What is needed is an exact copy of every entry below, minus the images.

+++

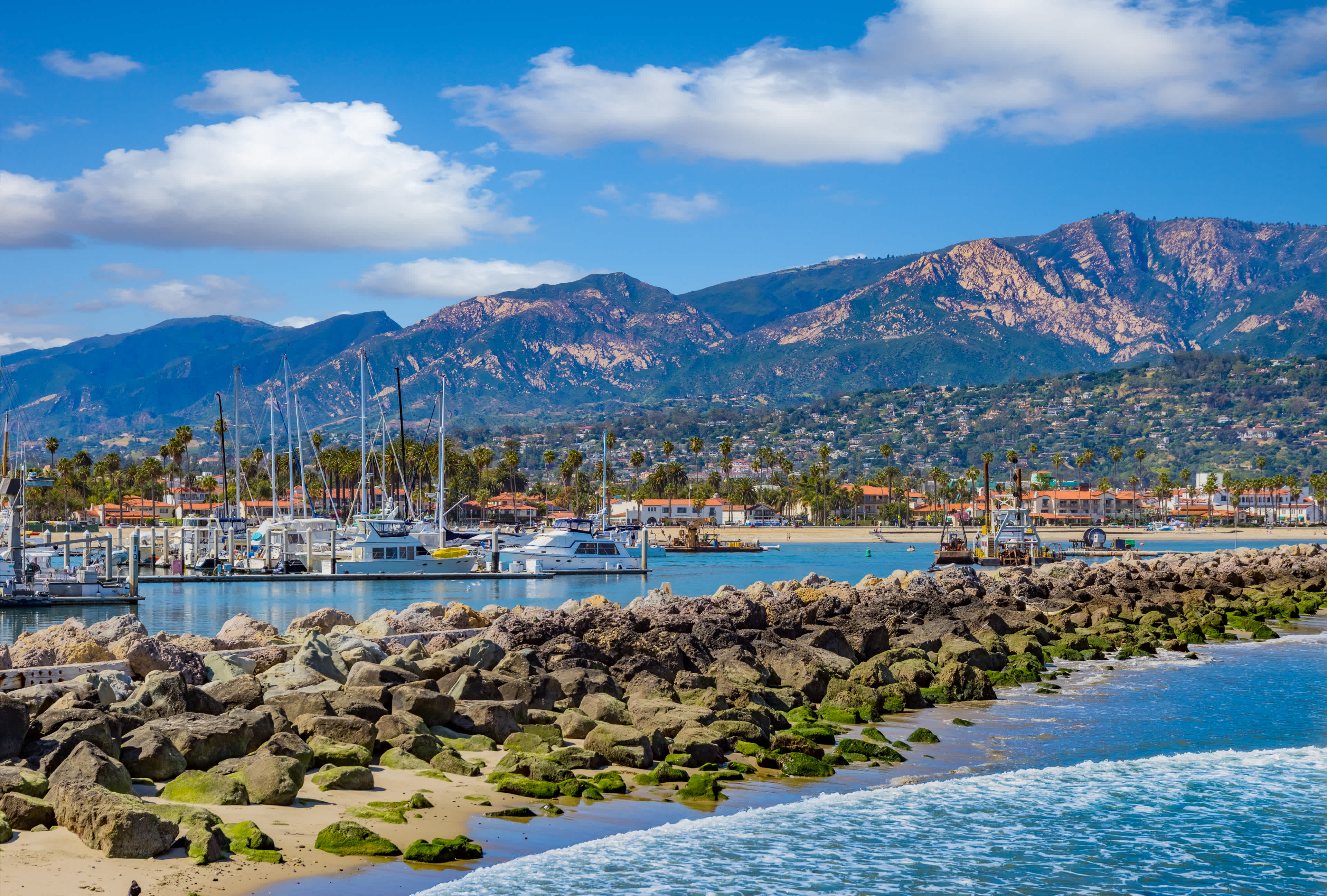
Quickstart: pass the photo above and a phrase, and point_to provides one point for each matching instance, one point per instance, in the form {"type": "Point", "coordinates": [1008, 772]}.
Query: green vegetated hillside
{"type": "Point", "coordinates": [1091, 295]}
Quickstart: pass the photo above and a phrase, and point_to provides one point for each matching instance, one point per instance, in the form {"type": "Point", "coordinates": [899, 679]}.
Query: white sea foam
{"type": "Point", "coordinates": [1223, 822]}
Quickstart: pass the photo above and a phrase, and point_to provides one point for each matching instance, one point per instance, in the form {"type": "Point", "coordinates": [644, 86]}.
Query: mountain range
{"type": "Point", "coordinates": [1089, 295]}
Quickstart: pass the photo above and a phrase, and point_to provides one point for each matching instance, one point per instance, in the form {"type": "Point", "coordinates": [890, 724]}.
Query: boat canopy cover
{"type": "Point", "coordinates": [575, 525]}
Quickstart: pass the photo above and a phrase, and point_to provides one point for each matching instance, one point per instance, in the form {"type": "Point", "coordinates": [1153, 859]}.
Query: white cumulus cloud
{"type": "Point", "coordinates": [209, 294]}
{"type": "Point", "coordinates": [99, 67]}
{"type": "Point", "coordinates": [461, 278]}
{"type": "Point", "coordinates": [10, 342]}
{"type": "Point", "coordinates": [927, 72]}
{"type": "Point", "coordinates": [243, 91]}
{"type": "Point", "coordinates": [298, 176]}
{"type": "Point", "coordinates": [668, 208]}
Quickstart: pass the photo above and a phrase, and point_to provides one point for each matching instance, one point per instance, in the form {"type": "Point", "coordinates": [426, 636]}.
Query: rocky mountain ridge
{"type": "Point", "coordinates": [1103, 291]}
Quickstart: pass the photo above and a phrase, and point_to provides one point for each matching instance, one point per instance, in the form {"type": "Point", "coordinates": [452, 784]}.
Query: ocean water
{"type": "Point", "coordinates": [202, 609]}
{"type": "Point", "coordinates": [1160, 776]}
{"type": "Point", "coordinates": [1224, 822]}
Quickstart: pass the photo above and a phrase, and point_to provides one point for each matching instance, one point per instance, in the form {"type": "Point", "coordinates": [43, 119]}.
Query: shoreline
{"type": "Point", "coordinates": [60, 861]}
{"type": "Point", "coordinates": [929, 536]}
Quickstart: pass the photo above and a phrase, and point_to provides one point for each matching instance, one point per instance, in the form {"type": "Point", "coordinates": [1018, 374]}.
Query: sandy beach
{"type": "Point", "coordinates": [927, 536]}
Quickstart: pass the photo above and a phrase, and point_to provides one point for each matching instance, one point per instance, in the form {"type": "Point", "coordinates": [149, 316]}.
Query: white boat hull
{"type": "Point", "coordinates": [424, 565]}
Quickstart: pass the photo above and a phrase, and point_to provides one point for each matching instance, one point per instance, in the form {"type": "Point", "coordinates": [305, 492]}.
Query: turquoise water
{"type": "Point", "coordinates": [1160, 777]}
{"type": "Point", "coordinates": [201, 609]}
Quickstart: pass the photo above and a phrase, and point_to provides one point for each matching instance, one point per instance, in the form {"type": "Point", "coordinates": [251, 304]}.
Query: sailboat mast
{"type": "Point", "coordinates": [238, 470]}
{"type": "Point", "coordinates": [221, 427]}
{"type": "Point", "coordinates": [442, 466]}
{"type": "Point", "coordinates": [290, 446]}
{"type": "Point", "coordinates": [299, 441]}
{"type": "Point", "coordinates": [401, 423]}
{"type": "Point", "coordinates": [271, 457]}
{"type": "Point", "coordinates": [364, 445]}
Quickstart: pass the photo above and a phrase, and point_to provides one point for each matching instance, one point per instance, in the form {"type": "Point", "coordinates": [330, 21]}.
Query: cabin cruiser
{"type": "Point", "coordinates": [291, 545]}
{"type": "Point", "coordinates": [574, 546]}
{"type": "Point", "coordinates": [388, 546]}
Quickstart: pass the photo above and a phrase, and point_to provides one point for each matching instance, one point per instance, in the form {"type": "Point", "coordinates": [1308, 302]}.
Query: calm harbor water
{"type": "Point", "coordinates": [1161, 777]}
{"type": "Point", "coordinates": [201, 609]}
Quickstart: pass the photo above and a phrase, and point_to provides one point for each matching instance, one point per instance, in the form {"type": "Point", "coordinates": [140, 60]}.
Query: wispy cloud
{"type": "Point", "coordinates": [99, 67]}
{"type": "Point", "coordinates": [22, 131]}
{"type": "Point", "coordinates": [522, 180]}
{"type": "Point", "coordinates": [297, 322]}
{"type": "Point", "coordinates": [209, 294]}
{"type": "Point", "coordinates": [119, 271]}
{"type": "Point", "coordinates": [461, 278]}
{"type": "Point", "coordinates": [677, 209]}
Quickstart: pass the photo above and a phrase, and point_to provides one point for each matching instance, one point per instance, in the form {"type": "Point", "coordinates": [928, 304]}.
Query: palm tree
{"type": "Point", "coordinates": [638, 462]}
{"type": "Point", "coordinates": [696, 445]}
{"type": "Point", "coordinates": [1210, 488]}
{"type": "Point", "coordinates": [1083, 462]}
{"type": "Point", "coordinates": [891, 472]}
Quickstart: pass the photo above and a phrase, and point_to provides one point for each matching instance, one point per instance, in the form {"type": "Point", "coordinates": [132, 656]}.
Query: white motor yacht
{"type": "Point", "coordinates": [572, 545]}
{"type": "Point", "coordinates": [388, 546]}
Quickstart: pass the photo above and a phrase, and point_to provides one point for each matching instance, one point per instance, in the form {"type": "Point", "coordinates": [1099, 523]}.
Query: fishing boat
{"type": "Point", "coordinates": [693, 541]}
{"type": "Point", "coordinates": [1013, 541]}
{"type": "Point", "coordinates": [572, 545]}
{"type": "Point", "coordinates": [953, 547]}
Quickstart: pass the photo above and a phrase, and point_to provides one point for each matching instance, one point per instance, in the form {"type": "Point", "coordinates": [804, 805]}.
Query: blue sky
{"type": "Point", "coordinates": [335, 157]}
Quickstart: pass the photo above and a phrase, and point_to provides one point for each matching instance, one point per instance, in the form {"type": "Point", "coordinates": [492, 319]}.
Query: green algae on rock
{"type": "Point", "coordinates": [439, 850]}
{"type": "Point", "coordinates": [351, 839]}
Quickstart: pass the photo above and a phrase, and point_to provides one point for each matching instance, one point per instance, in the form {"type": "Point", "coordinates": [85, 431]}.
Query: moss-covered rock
{"type": "Point", "coordinates": [398, 758]}
{"type": "Point", "coordinates": [799, 765]}
{"type": "Point", "coordinates": [437, 851]}
{"type": "Point", "coordinates": [526, 743]}
{"type": "Point", "coordinates": [206, 789]}
{"type": "Point", "coordinates": [506, 782]}
{"type": "Point", "coordinates": [703, 786]}
{"type": "Point", "coordinates": [868, 751]}
{"type": "Point", "coordinates": [610, 782]}
{"type": "Point", "coordinates": [840, 716]}
{"type": "Point", "coordinates": [344, 779]}
{"type": "Point", "coordinates": [250, 842]}
{"type": "Point", "coordinates": [336, 753]}
{"type": "Point", "coordinates": [534, 766]}
{"type": "Point", "coordinates": [473, 744]}
{"type": "Point", "coordinates": [452, 762]}
{"type": "Point", "coordinates": [817, 733]}
{"type": "Point", "coordinates": [351, 839]}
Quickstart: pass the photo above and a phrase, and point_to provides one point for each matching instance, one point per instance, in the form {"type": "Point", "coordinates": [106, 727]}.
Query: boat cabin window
{"type": "Point", "coordinates": [575, 526]}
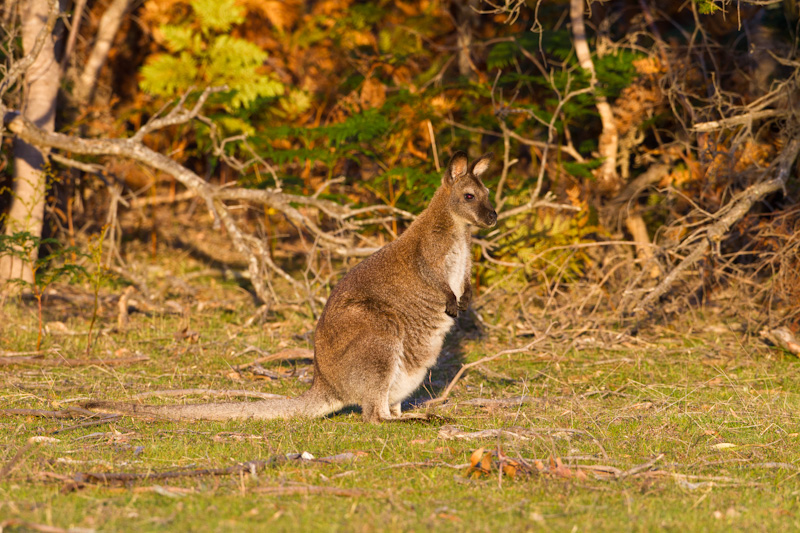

+++

• **Reply**
Quickstart: pass the photo above and a phrase, and point_to provides one point for each matching instance, one point per instance, in the form {"type": "Point", "coordinates": [1008, 772]}.
Query: green vegetated hillside
{"type": "Point", "coordinates": [1091, 295]}
Quickstart: pass the photo above and a phrase, and point_to provides one point for each matching instance, one point per instance, in the form {"type": "Point", "coordinates": [899, 679]}.
Query: white sea foam
{"type": "Point", "coordinates": [1223, 822]}
Quickstart: pass the photo above and a phrase, and point_to provides one point for each matching instance, one point per instance, in the form {"type": "Point", "coordinates": [644, 86]}.
Query: mountain range
{"type": "Point", "coordinates": [1089, 295]}
Quickstart: pass the photo above and a phrase, and point_to provides one point for each matching instance, one point per instance, in the form {"type": "Point", "coordinates": [890, 724]}.
Query: boat canopy cover
{"type": "Point", "coordinates": [575, 525]}
Quickstart: pass the photo above and a phrase, and point_to provides one point for each matching instance, one point per instance, in the form {"type": "Point", "coordinates": [1153, 859]}.
Query: white cumulus cloud
{"type": "Point", "coordinates": [209, 294]}
{"type": "Point", "coordinates": [99, 67]}
{"type": "Point", "coordinates": [461, 278]}
{"type": "Point", "coordinates": [10, 342]}
{"type": "Point", "coordinates": [927, 72]}
{"type": "Point", "coordinates": [243, 91]}
{"type": "Point", "coordinates": [298, 176]}
{"type": "Point", "coordinates": [668, 208]}
Quickstart: pass the photo above and a phrase, and point_to provides one point for each matching instance, one point per instance, in the form {"type": "Point", "coordinates": [426, 636]}.
Query: rocky mountain ridge
{"type": "Point", "coordinates": [1103, 291]}
Quickstart: pass the photo above and a phrase, and point_to provides one point for each matching instance, one point per instance, in the form {"type": "Point", "coordinates": [452, 784]}.
Query: ocean water
{"type": "Point", "coordinates": [202, 609]}
{"type": "Point", "coordinates": [1160, 776]}
{"type": "Point", "coordinates": [1224, 822]}
Quickstart: pass the photo above and a phrase, and point_to provides one point for each matching instance, one point per instance, in the form {"type": "Point", "coordinates": [43, 119]}.
Query: shoreline
{"type": "Point", "coordinates": [60, 861]}
{"type": "Point", "coordinates": [929, 536]}
Quickstart: pass the photo above and a phrase, and point_to provides one point for each matching instance, one point per instance, in the form {"type": "Point", "coordinates": [1018, 374]}.
Query: sandy beach
{"type": "Point", "coordinates": [927, 536]}
Quickstart: pass the photo above and a phrase, and point_to provides one point for each matching instance, one point per instance, in the form {"type": "Point", "coordinates": [149, 316]}.
Query: white boat hull
{"type": "Point", "coordinates": [424, 565]}
Quickstart: pass the photo above and a phrase, and point_to provides one point for each matching instance, one point per instance, in the form {"type": "Point", "coordinates": [305, 492]}.
Query: turquoise water
{"type": "Point", "coordinates": [1160, 777]}
{"type": "Point", "coordinates": [201, 609]}
Quickstart: pass the photo above and a phrase, and point_to provides one point for each matching instance, one point per instance, in the form {"type": "Point", "coordinates": [251, 304]}.
Query: sailboat mast
{"type": "Point", "coordinates": [238, 470]}
{"type": "Point", "coordinates": [221, 427]}
{"type": "Point", "coordinates": [442, 466]}
{"type": "Point", "coordinates": [290, 446]}
{"type": "Point", "coordinates": [299, 441]}
{"type": "Point", "coordinates": [401, 423]}
{"type": "Point", "coordinates": [271, 457]}
{"type": "Point", "coordinates": [364, 445]}
Quickstart: pass the photo above and a phrase, and point_to provides one point for each matching instance, one point per instance, in the form {"type": "Point", "coordinates": [330, 21]}.
Query: cabin cruiser
{"type": "Point", "coordinates": [291, 545]}
{"type": "Point", "coordinates": [574, 546]}
{"type": "Point", "coordinates": [388, 546]}
Quickstart: pass the photo above and a phrase, and point_to provides one point for each matching instance, one point per instance, in the form {"type": "Point", "coordinates": [1308, 302]}.
Query: calm harbor water
{"type": "Point", "coordinates": [1161, 777]}
{"type": "Point", "coordinates": [201, 609]}
Quickstart: pass the photo above and a phrase, and point_to provides one point for each matching instance, one point per instance, in the form {"type": "Point", "coordinates": [140, 60]}.
Query: wispy cloud
{"type": "Point", "coordinates": [99, 67]}
{"type": "Point", "coordinates": [22, 131]}
{"type": "Point", "coordinates": [522, 180]}
{"type": "Point", "coordinates": [297, 322]}
{"type": "Point", "coordinates": [209, 294]}
{"type": "Point", "coordinates": [119, 271]}
{"type": "Point", "coordinates": [461, 278]}
{"type": "Point", "coordinates": [677, 209]}
Quickstart: pass the photo above and a phrase, and point_to provides one point for each matching instance, one point per instance, in the form {"type": "Point", "coordinates": [928, 304]}.
Query: palm tree
{"type": "Point", "coordinates": [638, 462]}
{"type": "Point", "coordinates": [696, 445]}
{"type": "Point", "coordinates": [1210, 488]}
{"type": "Point", "coordinates": [1083, 462]}
{"type": "Point", "coordinates": [891, 472]}
Quickstart: pass the photo above and a phrase, and point_to provides one point for each matching instance, one point per instance, in the form {"type": "Point", "coordinates": [132, 656]}.
Query: white motor yacht
{"type": "Point", "coordinates": [572, 545]}
{"type": "Point", "coordinates": [388, 546]}
Quickstart: pass the photo above and a phrase, and point_to provides one point for each matching instance, one point per instance, in the form {"type": "Point", "coordinates": [1099, 523]}.
Query: fishing boat
{"type": "Point", "coordinates": [693, 541]}
{"type": "Point", "coordinates": [1013, 541]}
{"type": "Point", "coordinates": [572, 545]}
{"type": "Point", "coordinates": [953, 547]}
Quickstart: pass the photo above and a phrase, and point_to provides one point for each matching instance, one point per instance, in the form {"type": "Point", "coordinates": [804, 805]}.
Query: blue sky
{"type": "Point", "coordinates": [335, 157]}
Quickstart: pass the photo above and a phrase, and point_to provides one point for each matching instance, one point per instance, in the form {"type": "Point", "coordinates": [492, 319]}.
Query: green algae on rock
{"type": "Point", "coordinates": [439, 850]}
{"type": "Point", "coordinates": [351, 839]}
Quickstart: pass the photo above and a phrase, and point_to provides one point for each matching instance, one point per instance, in the form {"type": "Point", "coordinates": [85, 431]}.
Query: moss-covered rock
{"type": "Point", "coordinates": [398, 758]}
{"type": "Point", "coordinates": [799, 765]}
{"type": "Point", "coordinates": [437, 851]}
{"type": "Point", "coordinates": [526, 743]}
{"type": "Point", "coordinates": [206, 789]}
{"type": "Point", "coordinates": [506, 782]}
{"type": "Point", "coordinates": [703, 786]}
{"type": "Point", "coordinates": [868, 751]}
{"type": "Point", "coordinates": [610, 782]}
{"type": "Point", "coordinates": [840, 716]}
{"type": "Point", "coordinates": [344, 779]}
{"type": "Point", "coordinates": [250, 842]}
{"type": "Point", "coordinates": [336, 753]}
{"type": "Point", "coordinates": [534, 766]}
{"type": "Point", "coordinates": [473, 744]}
{"type": "Point", "coordinates": [452, 762]}
{"type": "Point", "coordinates": [817, 733]}
{"type": "Point", "coordinates": [351, 839]}
Quickstart: pass the photo above and a phrase, and point_to provides one point for each matching instance, one point per instance, in the form {"type": "Point", "coordinates": [106, 727]}.
Query: boat cabin window
{"type": "Point", "coordinates": [575, 526]}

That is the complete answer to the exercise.